[Extracted records]
*** Begin section ***
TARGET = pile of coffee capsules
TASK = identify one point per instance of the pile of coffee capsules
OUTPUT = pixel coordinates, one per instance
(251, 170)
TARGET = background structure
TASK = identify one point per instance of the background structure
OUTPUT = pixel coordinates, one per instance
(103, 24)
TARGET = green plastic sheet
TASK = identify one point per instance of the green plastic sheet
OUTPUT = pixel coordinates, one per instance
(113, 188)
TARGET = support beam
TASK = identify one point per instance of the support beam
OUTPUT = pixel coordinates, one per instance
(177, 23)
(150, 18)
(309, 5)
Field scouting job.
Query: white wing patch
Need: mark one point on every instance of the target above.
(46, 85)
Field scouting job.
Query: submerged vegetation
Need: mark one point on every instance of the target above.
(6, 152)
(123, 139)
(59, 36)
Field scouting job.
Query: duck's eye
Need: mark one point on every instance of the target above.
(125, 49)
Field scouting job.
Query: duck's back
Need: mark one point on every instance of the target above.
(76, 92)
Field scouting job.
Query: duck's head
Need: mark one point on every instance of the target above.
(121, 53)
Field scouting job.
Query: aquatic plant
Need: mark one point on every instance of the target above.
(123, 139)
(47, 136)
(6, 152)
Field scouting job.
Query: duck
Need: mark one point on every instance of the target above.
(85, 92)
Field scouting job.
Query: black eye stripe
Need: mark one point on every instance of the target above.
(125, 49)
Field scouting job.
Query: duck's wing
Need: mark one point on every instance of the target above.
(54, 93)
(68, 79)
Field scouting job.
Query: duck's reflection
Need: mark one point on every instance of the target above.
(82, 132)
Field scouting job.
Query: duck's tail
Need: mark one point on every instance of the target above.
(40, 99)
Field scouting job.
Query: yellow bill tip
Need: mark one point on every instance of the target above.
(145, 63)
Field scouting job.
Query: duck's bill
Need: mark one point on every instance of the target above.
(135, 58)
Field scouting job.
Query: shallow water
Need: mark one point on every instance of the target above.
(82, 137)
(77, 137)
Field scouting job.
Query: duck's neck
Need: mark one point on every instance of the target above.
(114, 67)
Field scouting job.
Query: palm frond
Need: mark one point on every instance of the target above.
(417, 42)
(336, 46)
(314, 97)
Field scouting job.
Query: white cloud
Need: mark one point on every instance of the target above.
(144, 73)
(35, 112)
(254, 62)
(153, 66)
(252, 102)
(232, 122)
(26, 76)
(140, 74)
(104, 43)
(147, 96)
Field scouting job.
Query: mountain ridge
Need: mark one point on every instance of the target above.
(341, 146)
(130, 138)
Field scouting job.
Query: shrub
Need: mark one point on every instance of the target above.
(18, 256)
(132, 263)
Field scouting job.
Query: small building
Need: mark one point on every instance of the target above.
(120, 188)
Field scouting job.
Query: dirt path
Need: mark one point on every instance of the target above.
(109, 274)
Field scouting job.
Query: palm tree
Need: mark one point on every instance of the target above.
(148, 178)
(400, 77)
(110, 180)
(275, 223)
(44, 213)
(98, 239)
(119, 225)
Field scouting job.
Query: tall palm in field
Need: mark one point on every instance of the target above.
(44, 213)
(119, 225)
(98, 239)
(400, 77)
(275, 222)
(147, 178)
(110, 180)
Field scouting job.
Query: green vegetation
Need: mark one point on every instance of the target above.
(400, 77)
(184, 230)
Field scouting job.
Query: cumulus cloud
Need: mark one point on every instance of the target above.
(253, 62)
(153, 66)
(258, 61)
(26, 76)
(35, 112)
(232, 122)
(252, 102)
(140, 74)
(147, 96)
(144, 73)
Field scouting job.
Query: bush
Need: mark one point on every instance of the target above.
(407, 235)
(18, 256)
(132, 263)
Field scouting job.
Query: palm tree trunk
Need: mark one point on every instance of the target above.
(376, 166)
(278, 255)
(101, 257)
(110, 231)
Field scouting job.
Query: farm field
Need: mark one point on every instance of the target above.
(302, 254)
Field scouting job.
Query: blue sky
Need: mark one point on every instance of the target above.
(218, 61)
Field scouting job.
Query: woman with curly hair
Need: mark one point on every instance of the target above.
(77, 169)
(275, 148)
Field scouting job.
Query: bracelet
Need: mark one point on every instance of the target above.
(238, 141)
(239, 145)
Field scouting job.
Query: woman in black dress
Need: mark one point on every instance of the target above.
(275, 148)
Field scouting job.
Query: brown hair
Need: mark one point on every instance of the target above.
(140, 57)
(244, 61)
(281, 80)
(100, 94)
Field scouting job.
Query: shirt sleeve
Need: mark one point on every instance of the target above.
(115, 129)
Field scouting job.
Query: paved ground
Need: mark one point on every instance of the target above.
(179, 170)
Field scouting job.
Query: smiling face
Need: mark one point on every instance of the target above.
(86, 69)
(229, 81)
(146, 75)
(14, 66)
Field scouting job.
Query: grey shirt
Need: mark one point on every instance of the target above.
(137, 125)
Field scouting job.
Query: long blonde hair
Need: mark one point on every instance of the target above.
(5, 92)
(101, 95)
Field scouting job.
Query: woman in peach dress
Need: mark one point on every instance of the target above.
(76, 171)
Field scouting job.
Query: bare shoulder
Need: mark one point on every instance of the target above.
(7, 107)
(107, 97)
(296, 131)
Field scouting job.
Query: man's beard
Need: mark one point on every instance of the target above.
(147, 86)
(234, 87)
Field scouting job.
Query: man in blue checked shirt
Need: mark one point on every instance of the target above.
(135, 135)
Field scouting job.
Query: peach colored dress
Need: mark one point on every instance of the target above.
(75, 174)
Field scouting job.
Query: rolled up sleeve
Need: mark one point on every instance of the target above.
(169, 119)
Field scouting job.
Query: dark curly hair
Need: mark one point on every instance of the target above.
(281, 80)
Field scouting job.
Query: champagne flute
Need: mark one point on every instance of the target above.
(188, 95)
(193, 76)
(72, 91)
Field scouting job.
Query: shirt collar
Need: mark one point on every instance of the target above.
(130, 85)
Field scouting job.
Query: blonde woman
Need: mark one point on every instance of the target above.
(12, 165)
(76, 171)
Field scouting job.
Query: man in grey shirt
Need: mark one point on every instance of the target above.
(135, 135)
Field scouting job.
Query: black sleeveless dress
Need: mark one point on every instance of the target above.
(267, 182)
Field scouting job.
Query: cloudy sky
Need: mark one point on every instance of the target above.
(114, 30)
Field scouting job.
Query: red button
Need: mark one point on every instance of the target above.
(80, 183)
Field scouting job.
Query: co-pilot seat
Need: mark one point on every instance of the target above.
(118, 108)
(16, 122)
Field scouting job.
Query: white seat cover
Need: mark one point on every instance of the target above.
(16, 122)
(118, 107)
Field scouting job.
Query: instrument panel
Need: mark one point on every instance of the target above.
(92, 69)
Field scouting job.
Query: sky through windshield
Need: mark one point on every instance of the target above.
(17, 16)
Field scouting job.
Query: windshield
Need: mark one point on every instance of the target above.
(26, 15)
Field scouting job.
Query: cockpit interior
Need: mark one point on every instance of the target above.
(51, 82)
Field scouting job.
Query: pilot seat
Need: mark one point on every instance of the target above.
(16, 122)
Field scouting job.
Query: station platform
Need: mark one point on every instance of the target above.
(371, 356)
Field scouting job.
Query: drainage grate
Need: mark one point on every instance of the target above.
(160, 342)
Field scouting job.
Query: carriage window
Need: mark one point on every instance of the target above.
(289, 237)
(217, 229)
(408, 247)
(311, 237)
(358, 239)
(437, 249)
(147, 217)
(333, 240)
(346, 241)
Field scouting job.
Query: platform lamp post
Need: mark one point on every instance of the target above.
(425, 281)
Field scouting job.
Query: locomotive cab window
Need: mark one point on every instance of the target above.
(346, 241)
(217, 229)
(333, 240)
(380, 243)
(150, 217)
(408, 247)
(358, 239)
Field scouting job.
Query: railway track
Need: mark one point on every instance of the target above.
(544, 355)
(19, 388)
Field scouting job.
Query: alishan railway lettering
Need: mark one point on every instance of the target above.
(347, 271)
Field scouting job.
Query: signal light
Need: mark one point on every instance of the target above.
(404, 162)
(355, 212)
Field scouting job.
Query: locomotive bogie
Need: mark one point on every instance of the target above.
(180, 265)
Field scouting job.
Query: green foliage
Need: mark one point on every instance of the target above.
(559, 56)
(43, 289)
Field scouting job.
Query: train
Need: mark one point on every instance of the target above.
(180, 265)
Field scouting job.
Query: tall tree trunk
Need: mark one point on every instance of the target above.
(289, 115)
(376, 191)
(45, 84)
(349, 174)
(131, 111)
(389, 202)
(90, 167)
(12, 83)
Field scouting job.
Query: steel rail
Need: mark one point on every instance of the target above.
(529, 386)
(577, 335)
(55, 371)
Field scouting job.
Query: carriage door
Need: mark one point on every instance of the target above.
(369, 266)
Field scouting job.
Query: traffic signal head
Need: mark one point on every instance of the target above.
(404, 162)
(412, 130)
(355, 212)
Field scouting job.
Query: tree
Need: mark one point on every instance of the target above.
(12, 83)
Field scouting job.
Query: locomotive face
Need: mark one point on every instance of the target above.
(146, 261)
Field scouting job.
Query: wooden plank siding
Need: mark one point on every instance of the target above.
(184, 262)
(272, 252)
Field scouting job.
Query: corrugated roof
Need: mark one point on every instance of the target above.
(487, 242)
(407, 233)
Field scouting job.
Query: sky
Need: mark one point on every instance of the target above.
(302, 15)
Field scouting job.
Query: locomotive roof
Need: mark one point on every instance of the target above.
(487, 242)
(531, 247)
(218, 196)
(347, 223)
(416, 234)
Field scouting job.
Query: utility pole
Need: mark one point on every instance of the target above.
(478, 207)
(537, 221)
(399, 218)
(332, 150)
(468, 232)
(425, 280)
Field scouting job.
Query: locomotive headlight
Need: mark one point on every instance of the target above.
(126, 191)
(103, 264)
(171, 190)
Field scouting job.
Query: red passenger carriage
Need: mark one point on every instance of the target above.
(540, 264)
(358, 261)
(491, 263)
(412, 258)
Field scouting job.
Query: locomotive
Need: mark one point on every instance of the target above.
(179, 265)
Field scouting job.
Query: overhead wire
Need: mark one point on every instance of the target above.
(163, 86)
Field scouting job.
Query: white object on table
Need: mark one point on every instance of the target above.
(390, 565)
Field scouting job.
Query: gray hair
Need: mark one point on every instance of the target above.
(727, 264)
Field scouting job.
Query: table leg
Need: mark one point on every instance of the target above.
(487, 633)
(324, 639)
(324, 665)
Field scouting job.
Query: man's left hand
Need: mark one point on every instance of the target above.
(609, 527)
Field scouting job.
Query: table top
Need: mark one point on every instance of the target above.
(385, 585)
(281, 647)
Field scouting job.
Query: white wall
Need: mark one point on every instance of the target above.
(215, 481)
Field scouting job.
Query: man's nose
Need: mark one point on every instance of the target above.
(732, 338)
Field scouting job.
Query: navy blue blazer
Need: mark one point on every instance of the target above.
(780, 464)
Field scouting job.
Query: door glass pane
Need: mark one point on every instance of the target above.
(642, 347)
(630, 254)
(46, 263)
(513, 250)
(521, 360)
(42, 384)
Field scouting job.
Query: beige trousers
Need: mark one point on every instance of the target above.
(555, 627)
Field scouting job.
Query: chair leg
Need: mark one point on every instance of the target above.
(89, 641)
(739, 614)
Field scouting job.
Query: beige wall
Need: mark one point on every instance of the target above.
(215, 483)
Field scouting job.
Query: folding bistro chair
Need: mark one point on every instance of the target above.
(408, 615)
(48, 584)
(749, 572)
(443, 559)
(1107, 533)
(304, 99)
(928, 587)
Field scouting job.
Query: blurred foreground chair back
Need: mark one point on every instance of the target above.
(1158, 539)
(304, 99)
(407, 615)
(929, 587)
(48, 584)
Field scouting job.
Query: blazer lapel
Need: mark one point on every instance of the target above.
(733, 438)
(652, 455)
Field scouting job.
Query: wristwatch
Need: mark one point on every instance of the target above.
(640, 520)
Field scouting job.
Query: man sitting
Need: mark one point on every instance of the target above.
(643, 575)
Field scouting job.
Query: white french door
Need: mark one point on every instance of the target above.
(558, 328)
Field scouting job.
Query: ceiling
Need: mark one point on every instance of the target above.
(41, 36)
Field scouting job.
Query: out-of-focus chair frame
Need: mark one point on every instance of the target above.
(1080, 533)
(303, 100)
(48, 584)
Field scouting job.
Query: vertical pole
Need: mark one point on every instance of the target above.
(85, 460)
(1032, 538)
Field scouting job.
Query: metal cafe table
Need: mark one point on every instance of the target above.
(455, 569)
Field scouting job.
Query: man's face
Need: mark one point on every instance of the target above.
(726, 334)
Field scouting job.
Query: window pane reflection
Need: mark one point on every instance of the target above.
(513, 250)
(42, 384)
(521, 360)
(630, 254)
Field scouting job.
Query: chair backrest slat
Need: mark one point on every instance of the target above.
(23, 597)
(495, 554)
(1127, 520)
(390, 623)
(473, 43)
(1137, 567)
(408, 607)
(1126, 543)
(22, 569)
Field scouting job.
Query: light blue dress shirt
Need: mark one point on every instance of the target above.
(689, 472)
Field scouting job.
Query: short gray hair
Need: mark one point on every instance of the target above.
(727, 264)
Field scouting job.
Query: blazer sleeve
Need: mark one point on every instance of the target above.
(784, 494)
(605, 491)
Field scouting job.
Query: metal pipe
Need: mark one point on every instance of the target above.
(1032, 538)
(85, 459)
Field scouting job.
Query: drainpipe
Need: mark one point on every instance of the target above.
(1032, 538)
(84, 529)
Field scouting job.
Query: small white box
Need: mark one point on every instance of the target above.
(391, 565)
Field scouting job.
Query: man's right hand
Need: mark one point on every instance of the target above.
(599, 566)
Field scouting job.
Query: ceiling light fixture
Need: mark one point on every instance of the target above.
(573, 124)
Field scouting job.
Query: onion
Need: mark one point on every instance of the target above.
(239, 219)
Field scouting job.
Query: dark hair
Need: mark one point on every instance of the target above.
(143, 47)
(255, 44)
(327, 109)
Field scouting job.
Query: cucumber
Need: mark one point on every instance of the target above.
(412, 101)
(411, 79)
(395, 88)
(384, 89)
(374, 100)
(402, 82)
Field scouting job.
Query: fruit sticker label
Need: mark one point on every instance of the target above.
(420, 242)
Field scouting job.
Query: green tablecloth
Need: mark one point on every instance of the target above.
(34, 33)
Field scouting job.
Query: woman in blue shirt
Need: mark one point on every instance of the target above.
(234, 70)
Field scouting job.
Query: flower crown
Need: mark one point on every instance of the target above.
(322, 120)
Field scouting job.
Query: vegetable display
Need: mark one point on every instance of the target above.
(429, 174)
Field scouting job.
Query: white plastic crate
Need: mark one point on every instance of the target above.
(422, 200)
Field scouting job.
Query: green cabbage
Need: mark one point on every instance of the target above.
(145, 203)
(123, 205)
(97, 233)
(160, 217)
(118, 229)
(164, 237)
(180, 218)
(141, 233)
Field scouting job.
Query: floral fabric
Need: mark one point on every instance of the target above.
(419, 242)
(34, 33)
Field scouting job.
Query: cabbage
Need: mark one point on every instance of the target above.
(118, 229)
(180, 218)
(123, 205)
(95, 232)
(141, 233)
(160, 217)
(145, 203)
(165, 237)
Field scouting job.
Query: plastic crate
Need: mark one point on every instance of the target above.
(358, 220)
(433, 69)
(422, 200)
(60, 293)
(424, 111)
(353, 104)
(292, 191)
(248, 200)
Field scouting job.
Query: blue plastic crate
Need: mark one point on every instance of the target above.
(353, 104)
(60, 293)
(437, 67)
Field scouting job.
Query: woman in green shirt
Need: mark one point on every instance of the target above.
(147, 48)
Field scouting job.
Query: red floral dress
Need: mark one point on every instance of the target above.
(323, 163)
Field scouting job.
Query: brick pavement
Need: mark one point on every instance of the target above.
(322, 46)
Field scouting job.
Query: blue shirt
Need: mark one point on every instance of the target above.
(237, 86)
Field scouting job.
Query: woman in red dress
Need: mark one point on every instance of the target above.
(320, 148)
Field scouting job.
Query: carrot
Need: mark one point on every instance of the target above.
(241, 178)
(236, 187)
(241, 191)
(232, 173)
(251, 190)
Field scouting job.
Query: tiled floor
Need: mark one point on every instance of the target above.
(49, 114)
*** End section ***
§ Your instructions: Find the lines in the entries above where "door" occurs, and copy each of them.

§ Result below:
Query: carriage door
Query: door glass pane
Query: white french door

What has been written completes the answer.